** start DOCUMENT SEGMENT **
Clipper		33	2930	90 = Kwhet/MHz

	I'd like thank Kevin for providing this performance data
	and point out that this ratio is a respectable accomplishment
	on Fairchild's part - this number is comparable to the
	values obtained by using multiple-chip FP processors
	built with Weitek arithmetic units and interfaced to
	microcoded processors. While the FP arithmetic operations
	take longer in the Clipper than in Weitek parts
	(which are built in an unmistakably slower technology),
	by reducing communications overhead, the overall performance
	comes out comparably well.

	Let me make clear why Kwhet/MHz or MIPS/MHz ratios are useful: 
	they provide some insight into where the emphasis was placed 
	in the design, and where future derivative designs can reach. 
	It's my view that Kevin's remarks confirm that the Clipper design 
	was intended from the start to build a machine with a low MIPS/MHz
	ratio, with the clock rate based on the lowest conceivable
	executable unit. It should also be clear what level of 
	architectural efficiency results from optimizing integer
	ALU operations (Clipper), rather than by optimizing the architecture 
	to execute load, store and branch operations (MIPS).

-- 

Craig Hansen			|	 "Evahthun' tastes
MIPS Computer Systems		|	 bettah when it
...decwrl!mips!hansen		|	 sits on a RISC"

mash@mips.UUCP (10/19/86)

In article <377@garth.UUCP> kissell@garth.UUCP (Kevin Kissell) writes:
>In article <722@mips.UUCP> mash@mips.UUCP (John Mashey) writes:

>...that are familiar to John and myself and yet of interest to the newsgroup:
>the MIPS R2000 and the Fairchild Clipper.  An 8 Mhz R2000 has a cycle time
>of 125ns.  A 33Mhz Clipper has a cycle time of 30ns.  Yet both are built
>with essentially the same 2-micron CMOS technology.  I somehow doubt that
>Fairchild's CMOS transistors switch four times faster than that of whoever
>is secretly building R2000s this week.  The difference is architectural.

(One of my colleagues got here first, hansen@mips, in 726@mips.UUCP,
so I'll just add a few notes where they don't overlap too much.)

There was no intent in the original posting to start a MIPS versus 
Clipper war [contrary to John Gilmore's posting in <1198@hoptoad.uucp>:
sorry John, another Moto versus Intel battle we do not need, fun though
it may be to watch!]  I was only trying to be reasonably inclusive of 
relevant 32-bit micros.  However, now that the issue has been raised.....

An 8Mhz R2000 isn't pushing the technology very hard, ON PURPOSE!!!
** end DOCUMENT SEGMENT **
** start PROVIDED MATERIAL **
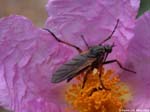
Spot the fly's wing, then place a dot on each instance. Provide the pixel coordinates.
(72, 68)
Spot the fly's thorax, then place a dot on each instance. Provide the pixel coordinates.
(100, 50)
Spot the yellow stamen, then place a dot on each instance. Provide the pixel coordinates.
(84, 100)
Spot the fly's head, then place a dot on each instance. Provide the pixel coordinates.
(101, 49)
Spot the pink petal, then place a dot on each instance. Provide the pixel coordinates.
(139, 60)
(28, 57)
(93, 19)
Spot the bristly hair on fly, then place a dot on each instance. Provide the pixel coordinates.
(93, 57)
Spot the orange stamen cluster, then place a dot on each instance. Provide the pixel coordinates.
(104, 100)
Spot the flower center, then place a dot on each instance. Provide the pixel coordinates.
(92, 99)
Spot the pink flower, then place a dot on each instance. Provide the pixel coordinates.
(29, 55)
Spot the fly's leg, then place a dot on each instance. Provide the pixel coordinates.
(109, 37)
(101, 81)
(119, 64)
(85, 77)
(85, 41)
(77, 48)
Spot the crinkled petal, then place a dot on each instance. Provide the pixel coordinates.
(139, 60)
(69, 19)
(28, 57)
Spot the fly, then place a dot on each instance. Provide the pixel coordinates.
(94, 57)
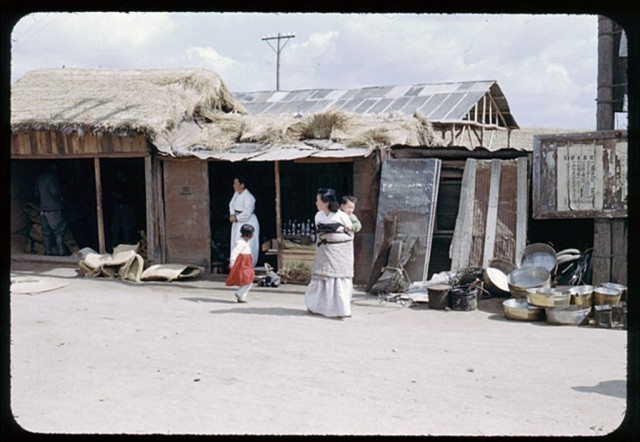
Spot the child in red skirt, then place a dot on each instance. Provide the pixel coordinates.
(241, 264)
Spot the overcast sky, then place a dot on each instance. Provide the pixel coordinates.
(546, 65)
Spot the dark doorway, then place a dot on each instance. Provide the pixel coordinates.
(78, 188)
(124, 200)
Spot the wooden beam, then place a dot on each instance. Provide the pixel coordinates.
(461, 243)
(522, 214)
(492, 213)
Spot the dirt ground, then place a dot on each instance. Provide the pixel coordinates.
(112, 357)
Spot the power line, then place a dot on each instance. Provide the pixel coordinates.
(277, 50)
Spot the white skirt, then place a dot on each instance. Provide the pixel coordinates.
** end PROVIDED MATERIAL **
WHAT YOU WILL DO — In the newsgroup text about the Clipper and R2000 chips, list every person named by full name. Rely only on the newsgroup text.

SOLUTION —
- Craig Hansen
- Kevin Kissell
- John Mashey
- John Gilmore